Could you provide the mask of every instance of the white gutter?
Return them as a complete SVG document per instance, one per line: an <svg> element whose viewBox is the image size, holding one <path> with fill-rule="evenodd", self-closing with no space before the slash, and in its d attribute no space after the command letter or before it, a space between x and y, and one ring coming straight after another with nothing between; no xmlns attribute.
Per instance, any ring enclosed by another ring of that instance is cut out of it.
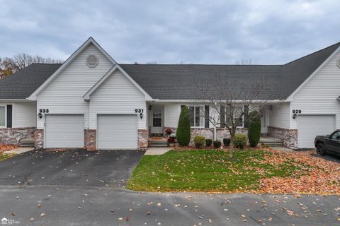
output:
<svg viewBox="0 0 340 226"><path fill-rule="evenodd" d="M35 102L28 99L0 99L0 102Z"/></svg>
<svg viewBox="0 0 340 226"><path fill-rule="evenodd" d="M220 102L221 100L217 100L217 102ZM152 102L211 102L211 100L159 100L159 99L154 99ZM226 101L227 102L227 101ZM267 102L267 103L280 103L280 102L289 102L286 100L233 100L233 102Z"/></svg>

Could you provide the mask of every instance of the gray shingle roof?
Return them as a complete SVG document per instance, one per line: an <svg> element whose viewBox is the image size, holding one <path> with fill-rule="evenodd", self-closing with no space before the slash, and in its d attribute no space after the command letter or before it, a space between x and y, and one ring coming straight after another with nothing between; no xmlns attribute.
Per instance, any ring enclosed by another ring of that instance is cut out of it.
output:
<svg viewBox="0 0 340 226"><path fill-rule="evenodd" d="M0 99L28 97L61 65L61 64L33 64L0 80Z"/></svg>
<svg viewBox="0 0 340 226"><path fill-rule="evenodd" d="M202 98L202 85L221 85L220 80L244 80L239 90L252 88L260 78L268 85L261 98L285 100L339 47L340 42L284 65L120 64L147 93L159 100ZM30 95L60 64L33 64L0 80L0 99L24 99ZM219 89L213 89L212 92ZM237 86L237 85L236 85ZM218 93L216 93L217 95Z"/></svg>
<svg viewBox="0 0 340 226"><path fill-rule="evenodd" d="M239 83L242 84L238 87L239 90L250 88L251 84L255 84L261 78L268 85L264 88L260 98L285 100L339 46L340 42L284 65L120 65L156 99L201 99L202 84L215 81L214 85L219 85L217 80L221 78L238 76L246 79L249 85L246 87L244 83ZM226 78L225 81L228 80ZM213 85L211 88L213 88ZM220 88L216 89L219 90Z"/></svg>

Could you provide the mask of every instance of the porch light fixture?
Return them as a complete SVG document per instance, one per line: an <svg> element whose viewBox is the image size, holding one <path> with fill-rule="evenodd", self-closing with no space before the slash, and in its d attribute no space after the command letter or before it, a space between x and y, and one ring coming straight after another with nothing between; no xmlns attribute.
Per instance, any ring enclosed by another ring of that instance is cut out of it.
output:
<svg viewBox="0 0 340 226"><path fill-rule="evenodd" d="M296 117L298 117L298 114L296 113L293 114L293 119L296 119Z"/></svg>

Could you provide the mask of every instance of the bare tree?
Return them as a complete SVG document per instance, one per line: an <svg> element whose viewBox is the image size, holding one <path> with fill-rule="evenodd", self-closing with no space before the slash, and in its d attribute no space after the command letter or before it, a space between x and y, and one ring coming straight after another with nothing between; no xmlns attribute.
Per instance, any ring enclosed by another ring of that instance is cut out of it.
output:
<svg viewBox="0 0 340 226"><path fill-rule="evenodd" d="M12 57L0 59L0 78L18 71L32 64L60 64L62 60L31 56L25 53L18 54Z"/></svg>
<svg viewBox="0 0 340 226"><path fill-rule="evenodd" d="M268 75L227 72L212 77L200 84L199 99L210 107L210 122L215 127L228 129L232 138L238 127L246 126L249 111L266 111L268 97L278 93L275 78Z"/></svg>

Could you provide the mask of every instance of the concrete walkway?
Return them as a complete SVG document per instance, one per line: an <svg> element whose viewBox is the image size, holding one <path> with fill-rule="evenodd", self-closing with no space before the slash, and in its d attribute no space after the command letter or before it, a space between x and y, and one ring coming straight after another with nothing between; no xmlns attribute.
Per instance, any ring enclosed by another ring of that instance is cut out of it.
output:
<svg viewBox="0 0 340 226"><path fill-rule="evenodd" d="M144 155L163 155L165 153L167 153L170 150L173 149L173 148L168 148L168 147L160 147L160 148L149 148L147 150Z"/></svg>
<svg viewBox="0 0 340 226"><path fill-rule="evenodd" d="M34 148L16 148L16 149L4 151L4 154L19 155L19 154L26 153L26 152L32 150L34 150Z"/></svg>

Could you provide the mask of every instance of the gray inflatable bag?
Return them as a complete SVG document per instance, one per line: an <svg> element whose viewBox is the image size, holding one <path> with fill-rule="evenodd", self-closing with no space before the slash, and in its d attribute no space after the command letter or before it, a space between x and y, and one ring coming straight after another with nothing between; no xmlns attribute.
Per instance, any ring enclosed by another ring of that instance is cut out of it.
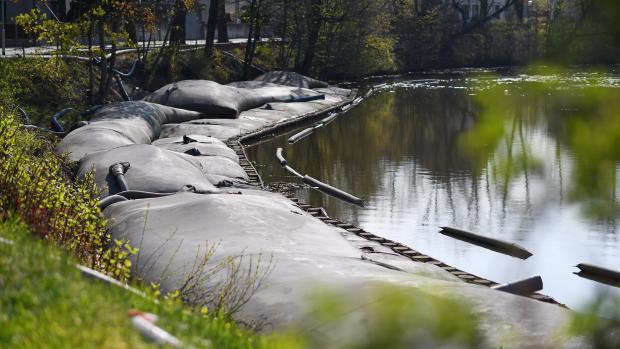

● EXERCISE GOAL
Please recast the lines above as a JSON list of strings, one string per line, leaving out blank lines and the pictures.

● CORRECT RESULT
[
  "Could you provide the mask of every instance of the white gutter?",
  "Return them as a complete SVG document per instance, one per line: an <svg> element whose viewBox is the image size, holding one <path> with fill-rule=\"evenodd\", self-closing with no space before the slash, and in its d attribute no space after the command letter or before it, a space between x and y, and one ring coming straight after another with nothing between; no xmlns attribute.",
  "Per instance, any ring enclosed by another ring of that instance is cut out of it.",
  "output:",
  "<svg viewBox=\"0 0 340 226\"><path fill-rule=\"evenodd\" d=\"M35 102L28 99L0 99L0 102Z\"/></svg>",
  "<svg viewBox=\"0 0 340 226\"><path fill-rule=\"evenodd\" d=\"M220 102L221 100L217 100L217 102ZM152 102L211 102L211 100L159 100L159 99L154 99ZM226 101L227 102L227 101ZM267 102L267 103L280 103L280 102L289 102L286 100L233 100L233 102Z\"/></svg>",
  "Could you provide the mask of every instance of the gray shingle roof?",
  "Return them as a complete SVG document per instance, one per line: an <svg> element whose viewBox is the image size, holding one <path> with fill-rule=\"evenodd\", self-closing with no space before the slash, and in its d attribute no space after the command letter or before it, a space between x and y, and one ring coming straight after another with nothing between; no xmlns attribute.",
  "Per instance, any ring enclosed by another ring of that instance is cut out of it.",
  "output:",
  "<svg viewBox=\"0 0 340 226\"><path fill-rule=\"evenodd\" d=\"M0 99L28 97L61 65L61 64L33 64L0 80Z\"/></svg>",
  "<svg viewBox=\"0 0 340 226\"><path fill-rule=\"evenodd\" d=\"M202 98L202 85L221 85L220 80L244 80L239 90L252 88L260 78L268 85L261 98L285 100L339 47L340 42L284 65L120 64L147 93L159 100ZM30 95L60 64L33 64L0 80L0 99L24 99ZM219 89L213 89L212 92ZM237 86L237 85L236 85ZM218 93L216 93L217 95Z\"/></svg>",
  "<svg viewBox=\"0 0 340 226\"><path fill-rule=\"evenodd\" d=\"M239 83L242 84L238 87L239 90L250 88L251 84L255 84L261 78L268 85L264 88L260 98L285 100L339 46L340 42L284 65L120 65L156 99L201 99L202 84L215 81L214 85L219 85L217 80L221 78L238 76L246 79L249 85L246 87L244 83ZM226 78L225 81L228 80ZM213 85L211 88L213 88ZM220 88L216 89L219 90Z\"/></svg>",
  "Could you provide the mask of every instance of the porch light fixture?",
  "Return them as a complete SVG document per instance, one per line: an <svg> element whose viewBox is the image size, holding one <path> with fill-rule=\"evenodd\", self-closing with no space before the slash, and in its d attribute no space after the command letter or before it, a space between x and y, and one ring coming straight after another with nothing between; no xmlns attribute.",
  "Per instance, any ring enclosed by another ring of that instance is cut out of it.",
  "output:",
  "<svg viewBox=\"0 0 340 226\"><path fill-rule=\"evenodd\" d=\"M296 117L298 117L298 114L296 113L293 114L293 119L296 119Z\"/></svg>",
  "Could you provide the mask of every instance of the bare tree?",
  "Return them as a complete SVG document per instance, one per line: an <svg> element whose viewBox is the image size, holding one <path> with fill-rule=\"evenodd\", self-closing with no space before the slash, and in its d attribute no space after the command letter or before it, a space between x and y, and one ring coming straight after another with nothing between; no xmlns attribute.",
  "Per instance, any ring enclosed by another ring of that instance is cut out of it.",
  "output:",
  "<svg viewBox=\"0 0 340 226\"><path fill-rule=\"evenodd\" d=\"M12 57L0 59L0 78L18 71L32 64L60 64L62 60L31 56L25 53L18 54Z\"/></svg>",
  "<svg viewBox=\"0 0 340 226\"><path fill-rule=\"evenodd\" d=\"M268 75L227 72L212 77L200 84L199 99L210 107L210 122L215 127L228 129L232 138L238 127L246 126L249 111L266 111L268 97L278 93L275 78Z\"/></svg>",
  "Could you provide the mask of every instance of the concrete walkway?",
  "Return them as a complete SVG document per instance, one per line: an <svg> element whose viewBox is the image size, holding one <path> with fill-rule=\"evenodd\", self-closing with no space before the slash, and in its d attribute no space after the command letter or before it, a space between x and y, and one ring coming straight after another with nothing between; no xmlns attribute.",
  "Per instance, any ring enclosed by another ring of that instance is cut out of it.",
  "output:",
  "<svg viewBox=\"0 0 340 226\"><path fill-rule=\"evenodd\" d=\"M144 155L163 155L165 153L167 153L170 150L173 149L173 148L168 148L168 147L160 147L160 148L149 148L147 150Z\"/></svg>",
  "<svg viewBox=\"0 0 340 226\"><path fill-rule=\"evenodd\" d=\"M34 148L16 148L16 149L4 151L4 154L19 155L19 154L26 153L26 152L32 150L34 150Z\"/></svg>",
  "Could you provide the mask of every instance of the gray inflatable bag?",
  "Return them as a complete SVG document per instance, one per line: an <svg> element whose viewBox is the image size, holding one <path> with fill-rule=\"evenodd\", self-closing with no space before the slash, and in its d attribute no space after the command letter or before it, a space between x and y, and one ring coming straight after another with nothing between; no xmlns attribute.",
  "Per instance, any ring enclosed by another ring of that instance is cut out of it."
]